START EXERCISE DATA
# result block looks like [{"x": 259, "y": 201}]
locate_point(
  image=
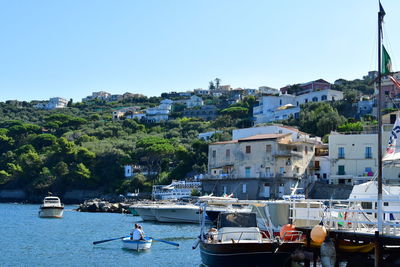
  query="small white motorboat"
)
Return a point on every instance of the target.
[
  {"x": 51, "y": 208},
  {"x": 128, "y": 243}
]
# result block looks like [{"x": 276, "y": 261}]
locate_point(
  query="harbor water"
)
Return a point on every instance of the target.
[{"x": 27, "y": 240}]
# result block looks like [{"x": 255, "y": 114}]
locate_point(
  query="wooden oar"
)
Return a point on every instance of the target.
[
  {"x": 165, "y": 241},
  {"x": 107, "y": 240}
]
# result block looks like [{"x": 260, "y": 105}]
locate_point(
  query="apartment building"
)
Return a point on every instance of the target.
[
  {"x": 354, "y": 160},
  {"x": 261, "y": 166}
]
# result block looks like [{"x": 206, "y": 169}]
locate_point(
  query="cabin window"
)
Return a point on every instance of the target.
[
  {"x": 341, "y": 152},
  {"x": 244, "y": 188},
  {"x": 248, "y": 149},
  {"x": 247, "y": 172},
  {"x": 341, "y": 170},
  {"x": 368, "y": 152}
]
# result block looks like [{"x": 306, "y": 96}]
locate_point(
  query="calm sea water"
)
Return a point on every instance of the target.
[{"x": 27, "y": 240}]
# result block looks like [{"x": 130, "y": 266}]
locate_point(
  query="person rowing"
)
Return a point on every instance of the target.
[{"x": 136, "y": 233}]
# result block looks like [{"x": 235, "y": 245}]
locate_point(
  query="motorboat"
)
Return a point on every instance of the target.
[
  {"x": 144, "y": 244},
  {"x": 177, "y": 213},
  {"x": 51, "y": 208},
  {"x": 145, "y": 211},
  {"x": 237, "y": 241},
  {"x": 176, "y": 190}
]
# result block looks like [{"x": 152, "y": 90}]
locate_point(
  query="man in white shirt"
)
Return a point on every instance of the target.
[{"x": 136, "y": 234}]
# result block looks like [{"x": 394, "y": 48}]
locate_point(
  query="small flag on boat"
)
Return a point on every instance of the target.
[
  {"x": 386, "y": 62},
  {"x": 393, "y": 79},
  {"x": 393, "y": 150}
]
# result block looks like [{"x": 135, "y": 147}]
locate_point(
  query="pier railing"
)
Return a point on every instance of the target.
[{"x": 358, "y": 215}]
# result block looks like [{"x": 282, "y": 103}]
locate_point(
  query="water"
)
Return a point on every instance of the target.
[{"x": 27, "y": 240}]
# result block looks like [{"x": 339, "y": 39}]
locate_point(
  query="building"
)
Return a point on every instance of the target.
[
  {"x": 128, "y": 112},
  {"x": 273, "y": 108},
  {"x": 53, "y": 103},
  {"x": 354, "y": 158},
  {"x": 261, "y": 166},
  {"x": 160, "y": 113},
  {"x": 207, "y": 136},
  {"x": 101, "y": 95},
  {"x": 265, "y": 90},
  {"x": 201, "y": 91},
  {"x": 194, "y": 101},
  {"x": 206, "y": 112}
]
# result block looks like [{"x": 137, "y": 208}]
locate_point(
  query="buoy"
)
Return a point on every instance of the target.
[
  {"x": 286, "y": 233},
  {"x": 318, "y": 234}
]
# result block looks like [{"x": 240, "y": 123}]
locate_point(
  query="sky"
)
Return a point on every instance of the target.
[{"x": 71, "y": 48}]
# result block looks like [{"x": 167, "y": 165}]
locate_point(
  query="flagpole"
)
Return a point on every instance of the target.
[
  {"x": 381, "y": 13},
  {"x": 378, "y": 255}
]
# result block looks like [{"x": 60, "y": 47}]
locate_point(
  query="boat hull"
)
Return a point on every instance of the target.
[
  {"x": 51, "y": 212},
  {"x": 145, "y": 213},
  {"x": 137, "y": 244},
  {"x": 245, "y": 254}
]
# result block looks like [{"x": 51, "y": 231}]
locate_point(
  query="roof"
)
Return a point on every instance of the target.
[{"x": 256, "y": 137}]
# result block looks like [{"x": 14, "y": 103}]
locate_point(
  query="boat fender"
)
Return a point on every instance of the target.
[
  {"x": 196, "y": 243},
  {"x": 328, "y": 253}
]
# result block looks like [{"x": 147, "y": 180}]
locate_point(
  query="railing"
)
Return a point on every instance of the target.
[{"x": 346, "y": 215}]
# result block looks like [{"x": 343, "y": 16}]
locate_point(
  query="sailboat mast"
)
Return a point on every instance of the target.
[{"x": 381, "y": 14}]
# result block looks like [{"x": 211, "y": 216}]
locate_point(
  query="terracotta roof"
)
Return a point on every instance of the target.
[{"x": 262, "y": 137}]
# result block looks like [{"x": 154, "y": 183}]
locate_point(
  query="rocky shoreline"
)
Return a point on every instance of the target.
[{"x": 98, "y": 205}]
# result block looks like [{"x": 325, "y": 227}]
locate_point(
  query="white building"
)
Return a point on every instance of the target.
[
  {"x": 354, "y": 158},
  {"x": 194, "y": 101},
  {"x": 280, "y": 107}
]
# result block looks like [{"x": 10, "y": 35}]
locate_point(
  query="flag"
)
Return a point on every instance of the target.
[
  {"x": 393, "y": 79},
  {"x": 382, "y": 12},
  {"x": 386, "y": 62},
  {"x": 393, "y": 150}
]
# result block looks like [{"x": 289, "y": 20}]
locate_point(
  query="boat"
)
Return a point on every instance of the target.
[
  {"x": 51, "y": 208},
  {"x": 145, "y": 211},
  {"x": 177, "y": 213},
  {"x": 237, "y": 241},
  {"x": 133, "y": 211},
  {"x": 128, "y": 243},
  {"x": 176, "y": 190}
]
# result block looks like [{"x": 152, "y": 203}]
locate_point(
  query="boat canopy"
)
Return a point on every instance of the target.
[{"x": 229, "y": 219}]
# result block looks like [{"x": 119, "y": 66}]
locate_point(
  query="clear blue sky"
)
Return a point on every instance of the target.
[{"x": 71, "y": 48}]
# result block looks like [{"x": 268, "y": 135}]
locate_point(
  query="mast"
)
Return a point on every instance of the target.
[{"x": 381, "y": 14}]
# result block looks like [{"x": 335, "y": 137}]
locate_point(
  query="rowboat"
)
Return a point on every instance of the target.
[{"x": 128, "y": 243}]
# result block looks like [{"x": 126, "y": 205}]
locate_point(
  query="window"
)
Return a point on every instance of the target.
[
  {"x": 244, "y": 188},
  {"x": 341, "y": 153},
  {"x": 248, "y": 149},
  {"x": 368, "y": 152},
  {"x": 247, "y": 172},
  {"x": 341, "y": 170}
]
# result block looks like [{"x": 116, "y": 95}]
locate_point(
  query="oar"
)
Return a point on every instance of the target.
[
  {"x": 165, "y": 241},
  {"x": 107, "y": 240}
]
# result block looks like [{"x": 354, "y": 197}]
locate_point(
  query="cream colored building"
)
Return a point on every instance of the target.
[
  {"x": 353, "y": 158},
  {"x": 258, "y": 167}
]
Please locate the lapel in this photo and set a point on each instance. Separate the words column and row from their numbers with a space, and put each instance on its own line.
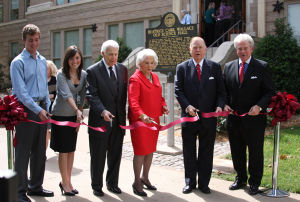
column 194, row 77
column 249, row 71
column 105, row 77
column 205, row 74
column 235, row 70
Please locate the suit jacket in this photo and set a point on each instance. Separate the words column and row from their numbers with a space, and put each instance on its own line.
column 101, row 95
column 256, row 89
column 206, row 95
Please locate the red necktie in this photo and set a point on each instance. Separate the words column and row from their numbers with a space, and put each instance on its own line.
column 198, row 72
column 241, row 72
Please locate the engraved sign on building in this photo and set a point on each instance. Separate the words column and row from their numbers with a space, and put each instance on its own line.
column 170, row 40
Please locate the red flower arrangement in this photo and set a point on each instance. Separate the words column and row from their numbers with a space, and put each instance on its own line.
column 283, row 107
column 11, row 112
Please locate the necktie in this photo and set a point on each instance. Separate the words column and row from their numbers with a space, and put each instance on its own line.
column 241, row 72
column 198, row 72
column 112, row 74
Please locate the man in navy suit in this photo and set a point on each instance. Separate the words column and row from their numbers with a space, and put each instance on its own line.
column 199, row 87
column 249, row 90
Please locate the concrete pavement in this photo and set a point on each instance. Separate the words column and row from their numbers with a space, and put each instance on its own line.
column 168, row 179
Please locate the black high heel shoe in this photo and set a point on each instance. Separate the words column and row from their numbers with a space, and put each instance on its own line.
column 137, row 192
column 148, row 186
column 75, row 191
column 63, row 192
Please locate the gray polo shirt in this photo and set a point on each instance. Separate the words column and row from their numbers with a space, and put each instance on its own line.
column 66, row 89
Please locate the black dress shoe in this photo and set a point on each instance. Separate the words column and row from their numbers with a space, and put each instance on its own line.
column 75, row 191
column 115, row 190
column 205, row 190
column 148, row 186
column 98, row 192
column 137, row 192
column 188, row 189
column 237, row 185
column 253, row 190
column 42, row 192
column 63, row 192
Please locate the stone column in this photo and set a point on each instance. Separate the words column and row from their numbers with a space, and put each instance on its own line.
column 261, row 18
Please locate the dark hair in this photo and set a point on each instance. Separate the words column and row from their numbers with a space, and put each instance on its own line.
column 70, row 52
column 30, row 29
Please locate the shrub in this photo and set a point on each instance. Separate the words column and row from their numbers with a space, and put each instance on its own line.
column 282, row 53
column 124, row 51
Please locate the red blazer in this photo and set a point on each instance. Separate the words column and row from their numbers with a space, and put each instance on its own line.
column 144, row 97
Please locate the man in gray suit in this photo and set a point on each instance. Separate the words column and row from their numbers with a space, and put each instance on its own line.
column 107, row 83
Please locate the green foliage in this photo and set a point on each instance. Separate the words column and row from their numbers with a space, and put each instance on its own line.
column 124, row 51
column 282, row 53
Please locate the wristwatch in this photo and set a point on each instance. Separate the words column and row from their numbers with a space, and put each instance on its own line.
column 141, row 116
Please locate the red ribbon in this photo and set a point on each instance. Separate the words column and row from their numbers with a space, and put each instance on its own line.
column 159, row 127
column 68, row 123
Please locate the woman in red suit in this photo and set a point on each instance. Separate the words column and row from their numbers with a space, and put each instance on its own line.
column 145, row 104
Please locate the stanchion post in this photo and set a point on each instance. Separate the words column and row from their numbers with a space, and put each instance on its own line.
column 274, row 192
column 10, row 150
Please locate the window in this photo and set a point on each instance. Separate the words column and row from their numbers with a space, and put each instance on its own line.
column 56, row 49
column 113, row 32
column 14, row 10
column 27, row 4
column 1, row 13
column 60, row 2
column 71, row 38
column 293, row 19
column 134, row 34
column 82, row 38
column 87, row 48
column 154, row 23
column 14, row 49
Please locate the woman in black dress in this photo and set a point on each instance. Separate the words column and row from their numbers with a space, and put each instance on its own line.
column 67, row 106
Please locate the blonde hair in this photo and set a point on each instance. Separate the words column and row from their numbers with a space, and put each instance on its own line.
column 53, row 67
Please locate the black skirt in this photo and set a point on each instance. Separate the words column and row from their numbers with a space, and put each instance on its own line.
column 63, row 138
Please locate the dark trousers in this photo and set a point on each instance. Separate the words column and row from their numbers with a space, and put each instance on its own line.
column 204, row 162
column 102, row 146
column 30, row 149
column 243, row 134
column 209, row 33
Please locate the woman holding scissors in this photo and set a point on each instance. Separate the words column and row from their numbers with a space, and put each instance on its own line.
column 145, row 104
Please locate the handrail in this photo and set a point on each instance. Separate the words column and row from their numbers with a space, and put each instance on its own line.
column 236, row 25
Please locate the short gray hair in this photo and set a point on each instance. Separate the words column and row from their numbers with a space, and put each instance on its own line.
column 243, row 37
column 141, row 56
column 109, row 43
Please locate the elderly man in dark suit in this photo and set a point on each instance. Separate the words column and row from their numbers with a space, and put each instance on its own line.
column 249, row 90
column 107, row 83
column 199, row 87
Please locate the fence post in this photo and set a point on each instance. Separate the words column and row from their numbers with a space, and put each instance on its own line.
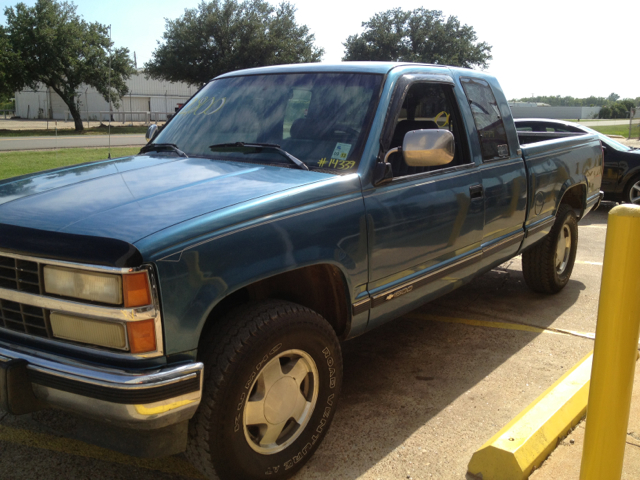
column 616, row 348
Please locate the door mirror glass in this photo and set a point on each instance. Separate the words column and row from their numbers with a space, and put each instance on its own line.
column 151, row 132
column 428, row 148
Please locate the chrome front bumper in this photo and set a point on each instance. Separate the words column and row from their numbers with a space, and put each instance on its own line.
column 140, row 400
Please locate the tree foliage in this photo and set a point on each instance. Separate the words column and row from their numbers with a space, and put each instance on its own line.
column 421, row 35
column 222, row 36
column 50, row 44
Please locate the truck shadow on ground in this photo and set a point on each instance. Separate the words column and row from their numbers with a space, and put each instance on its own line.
column 398, row 377
column 599, row 217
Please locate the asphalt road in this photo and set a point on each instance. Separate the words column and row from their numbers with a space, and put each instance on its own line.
column 43, row 143
column 420, row 394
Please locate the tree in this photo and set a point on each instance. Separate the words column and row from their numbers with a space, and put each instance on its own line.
column 418, row 36
column 9, row 67
column 222, row 36
column 50, row 44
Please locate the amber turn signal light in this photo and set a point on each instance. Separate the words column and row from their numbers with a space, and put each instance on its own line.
column 136, row 290
column 142, row 336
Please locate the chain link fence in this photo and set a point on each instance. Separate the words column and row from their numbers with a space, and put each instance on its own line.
column 634, row 123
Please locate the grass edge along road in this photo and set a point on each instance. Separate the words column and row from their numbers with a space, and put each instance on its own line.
column 51, row 132
column 13, row 164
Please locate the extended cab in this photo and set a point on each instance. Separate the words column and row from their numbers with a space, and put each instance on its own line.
column 196, row 294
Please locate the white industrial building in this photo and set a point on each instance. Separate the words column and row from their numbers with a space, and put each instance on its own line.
column 147, row 100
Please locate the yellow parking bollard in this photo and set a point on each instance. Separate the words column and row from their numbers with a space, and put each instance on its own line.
column 616, row 348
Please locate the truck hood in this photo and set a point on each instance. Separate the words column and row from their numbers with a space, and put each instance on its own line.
column 133, row 197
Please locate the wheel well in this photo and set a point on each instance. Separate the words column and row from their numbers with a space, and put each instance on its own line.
column 576, row 197
column 321, row 288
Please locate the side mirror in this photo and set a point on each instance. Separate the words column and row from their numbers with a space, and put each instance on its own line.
column 428, row 148
column 152, row 131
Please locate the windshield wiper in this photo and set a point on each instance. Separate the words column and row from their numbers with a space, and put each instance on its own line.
column 163, row 147
column 271, row 146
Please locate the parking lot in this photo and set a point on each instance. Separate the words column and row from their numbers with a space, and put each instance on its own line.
column 420, row 394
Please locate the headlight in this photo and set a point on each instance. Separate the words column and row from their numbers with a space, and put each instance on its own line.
column 88, row 330
column 130, row 289
column 95, row 287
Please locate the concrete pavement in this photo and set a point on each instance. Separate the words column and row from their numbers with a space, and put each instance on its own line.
column 68, row 141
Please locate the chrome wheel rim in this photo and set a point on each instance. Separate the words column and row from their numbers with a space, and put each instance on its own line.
column 634, row 193
column 563, row 249
column 282, row 399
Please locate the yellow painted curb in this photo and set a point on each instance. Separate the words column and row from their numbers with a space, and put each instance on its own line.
column 526, row 441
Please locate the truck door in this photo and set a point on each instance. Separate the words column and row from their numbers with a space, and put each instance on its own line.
column 425, row 225
column 504, row 178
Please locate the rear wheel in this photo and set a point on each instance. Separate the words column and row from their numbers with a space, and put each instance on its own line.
column 632, row 191
column 273, row 372
column 548, row 265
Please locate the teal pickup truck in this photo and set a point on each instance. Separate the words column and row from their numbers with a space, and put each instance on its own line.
column 194, row 296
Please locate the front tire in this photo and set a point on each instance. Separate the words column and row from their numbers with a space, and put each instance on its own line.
column 273, row 372
column 547, row 266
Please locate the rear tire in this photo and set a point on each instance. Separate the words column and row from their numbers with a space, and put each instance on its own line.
column 632, row 191
column 273, row 372
column 547, row 266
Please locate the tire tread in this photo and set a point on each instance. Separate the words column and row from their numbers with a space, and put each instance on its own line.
column 223, row 346
column 538, row 267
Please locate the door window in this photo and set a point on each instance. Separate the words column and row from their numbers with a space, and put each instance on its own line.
column 427, row 106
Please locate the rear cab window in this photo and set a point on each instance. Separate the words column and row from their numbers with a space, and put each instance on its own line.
column 487, row 118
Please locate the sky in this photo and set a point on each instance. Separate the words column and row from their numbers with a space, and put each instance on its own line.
column 541, row 47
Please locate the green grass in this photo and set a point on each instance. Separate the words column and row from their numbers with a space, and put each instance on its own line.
column 13, row 164
column 68, row 131
column 616, row 130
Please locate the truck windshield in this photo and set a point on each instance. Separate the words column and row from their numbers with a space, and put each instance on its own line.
column 322, row 119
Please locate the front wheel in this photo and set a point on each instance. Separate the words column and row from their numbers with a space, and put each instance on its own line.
column 632, row 191
column 547, row 266
column 273, row 372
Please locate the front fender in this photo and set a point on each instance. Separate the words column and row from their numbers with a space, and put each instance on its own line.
column 195, row 279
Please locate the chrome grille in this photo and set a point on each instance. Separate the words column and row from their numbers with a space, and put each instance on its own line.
column 19, row 275
column 24, row 276
column 23, row 318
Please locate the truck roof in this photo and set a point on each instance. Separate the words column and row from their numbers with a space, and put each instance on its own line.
column 351, row 67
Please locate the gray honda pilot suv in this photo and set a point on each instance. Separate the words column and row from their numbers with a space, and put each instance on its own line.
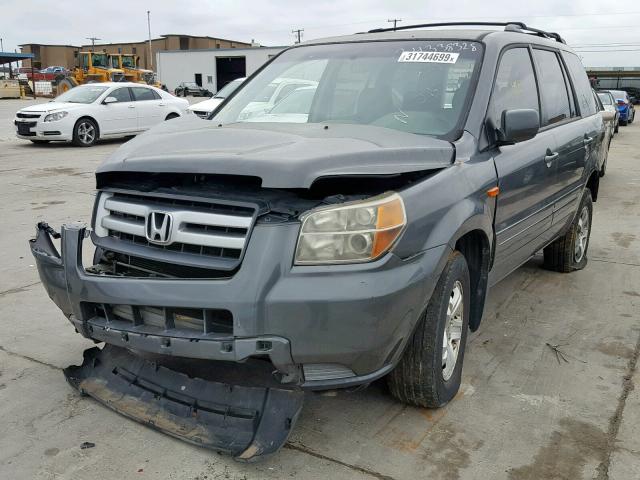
column 340, row 218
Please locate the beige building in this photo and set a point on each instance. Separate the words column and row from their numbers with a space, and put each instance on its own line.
column 64, row 55
column 49, row 55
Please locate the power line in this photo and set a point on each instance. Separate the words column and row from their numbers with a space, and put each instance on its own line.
column 298, row 32
column 395, row 22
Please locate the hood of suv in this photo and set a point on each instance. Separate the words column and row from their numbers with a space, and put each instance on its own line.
column 282, row 155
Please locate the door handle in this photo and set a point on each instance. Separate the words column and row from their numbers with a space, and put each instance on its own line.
column 550, row 157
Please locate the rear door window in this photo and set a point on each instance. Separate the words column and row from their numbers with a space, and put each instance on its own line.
column 581, row 83
column 515, row 85
column 556, row 106
column 121, row 94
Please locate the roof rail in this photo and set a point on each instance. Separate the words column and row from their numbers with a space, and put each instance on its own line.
column 508, row 27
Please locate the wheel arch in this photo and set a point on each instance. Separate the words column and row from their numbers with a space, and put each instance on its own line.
column 88, row 117
column 475, row 245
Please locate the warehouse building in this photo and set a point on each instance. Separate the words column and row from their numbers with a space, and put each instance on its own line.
column 211, row 68
column 64, row 55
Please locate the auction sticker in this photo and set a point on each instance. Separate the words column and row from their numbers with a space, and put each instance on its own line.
column 429, row 57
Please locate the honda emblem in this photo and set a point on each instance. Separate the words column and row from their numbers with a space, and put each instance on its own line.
column 158, row 228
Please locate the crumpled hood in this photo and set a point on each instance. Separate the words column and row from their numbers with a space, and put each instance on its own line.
column 282, row 155
column 51, row 106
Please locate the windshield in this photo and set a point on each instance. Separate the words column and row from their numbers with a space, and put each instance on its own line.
column 605, row 98
column 229, row 88
column 298, row 101
column 413, row 86
column 82, row 94
column 99, row 59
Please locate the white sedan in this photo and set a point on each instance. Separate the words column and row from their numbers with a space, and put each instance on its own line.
column 203, row 109
column 89, row 112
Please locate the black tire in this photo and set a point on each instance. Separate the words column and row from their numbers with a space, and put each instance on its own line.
column 419, row 377
column 561, row 255
column 82, row 130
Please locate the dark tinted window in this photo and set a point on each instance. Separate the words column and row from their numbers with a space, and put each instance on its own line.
column 515, row 85
column 581, row 84
column 599, row 104
column 141, row 93
column 605, row 98
column 553, row 89
column 121, row 94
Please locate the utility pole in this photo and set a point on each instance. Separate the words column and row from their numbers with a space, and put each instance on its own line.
column 93, row 42
column 149, row 26
column 298, row 33
column 395, row 22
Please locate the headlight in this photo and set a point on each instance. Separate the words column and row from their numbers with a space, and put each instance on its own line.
column 52, row 117
column 350, row 233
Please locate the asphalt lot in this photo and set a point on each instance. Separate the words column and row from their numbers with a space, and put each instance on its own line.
column 522, row 412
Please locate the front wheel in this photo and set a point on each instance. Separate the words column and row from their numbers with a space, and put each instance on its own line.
column 569, row 252
column 85, row 133
column 430, row 370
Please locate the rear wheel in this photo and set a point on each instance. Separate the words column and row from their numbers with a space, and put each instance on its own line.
column 569, row 252
column 429, row 373
column 85, row 133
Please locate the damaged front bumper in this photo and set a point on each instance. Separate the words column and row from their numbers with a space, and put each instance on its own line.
column 72, row 289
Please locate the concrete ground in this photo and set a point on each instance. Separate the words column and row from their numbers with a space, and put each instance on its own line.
column 521, row 413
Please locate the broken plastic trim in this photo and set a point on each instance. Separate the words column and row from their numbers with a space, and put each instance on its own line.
column 245, row 422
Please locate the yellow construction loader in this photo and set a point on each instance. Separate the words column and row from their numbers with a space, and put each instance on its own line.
column 128, row 63
column 91, row 67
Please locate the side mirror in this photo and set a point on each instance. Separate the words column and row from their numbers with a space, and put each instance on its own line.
column 518, row 126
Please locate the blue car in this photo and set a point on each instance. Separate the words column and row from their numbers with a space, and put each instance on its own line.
column 625, row 106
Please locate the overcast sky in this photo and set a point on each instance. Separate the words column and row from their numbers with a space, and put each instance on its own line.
column 605, row 34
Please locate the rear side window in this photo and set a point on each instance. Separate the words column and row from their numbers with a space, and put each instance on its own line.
column 141, row 93
column 121, row 94
column 555, row 97
column 515, row 85
column 586, row 102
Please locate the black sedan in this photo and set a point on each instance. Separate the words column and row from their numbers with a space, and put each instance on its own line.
column 193, row 89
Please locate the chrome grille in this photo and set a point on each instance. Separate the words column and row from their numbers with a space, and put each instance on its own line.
column 212, row 229
column 28, row 115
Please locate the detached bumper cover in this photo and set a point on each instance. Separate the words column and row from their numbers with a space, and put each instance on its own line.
column 245, row 422
column 326, row 318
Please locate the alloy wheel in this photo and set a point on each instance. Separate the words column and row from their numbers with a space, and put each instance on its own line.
column 86, row 133
column 452, row 335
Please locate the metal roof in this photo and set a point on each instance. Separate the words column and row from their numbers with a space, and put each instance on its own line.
column 8, row 57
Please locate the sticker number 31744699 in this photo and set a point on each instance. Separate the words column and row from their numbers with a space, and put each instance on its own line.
column 429, row 57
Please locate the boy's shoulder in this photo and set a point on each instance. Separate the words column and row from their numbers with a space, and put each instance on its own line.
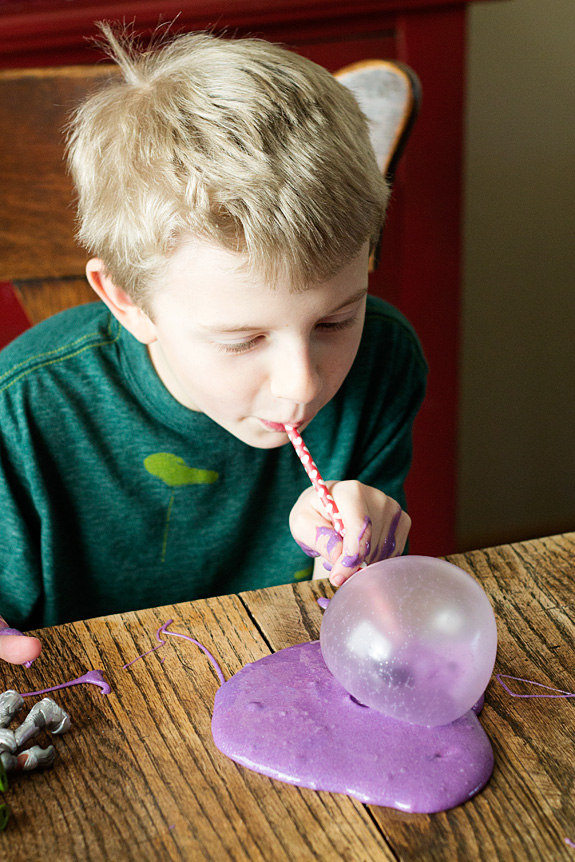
END EXERCISE DATA
_WORK REQUEST_
Every line holding the word "motorboat" should be copied out of the records above.

_FINISHED EXERCISE_
  query="small white motorboat"
  query="motorboat"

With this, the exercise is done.